Referring expression pointing data:
┌────────

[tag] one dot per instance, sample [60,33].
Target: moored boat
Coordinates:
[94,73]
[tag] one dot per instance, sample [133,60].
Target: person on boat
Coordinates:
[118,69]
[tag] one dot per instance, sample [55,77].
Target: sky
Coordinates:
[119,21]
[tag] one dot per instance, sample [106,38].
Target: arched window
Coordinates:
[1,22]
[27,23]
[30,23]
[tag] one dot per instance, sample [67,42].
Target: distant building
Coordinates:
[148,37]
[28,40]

└────────

# Work to complete:
Write out once more the lines above beginning at the line with "Target: sky"; continue through the final line and stop there.

# Exercise response:
Target: sky
Coordinates:
[119,21]
[tag] one dot per instance, sample [106,38].
Target: arched window
Coordinates:
[1,22]
[27,23]
[30,23]
[tag] one dot per instance, sample [67,42].
Target: distant building
Coordinates:
[148,37]
[28,40]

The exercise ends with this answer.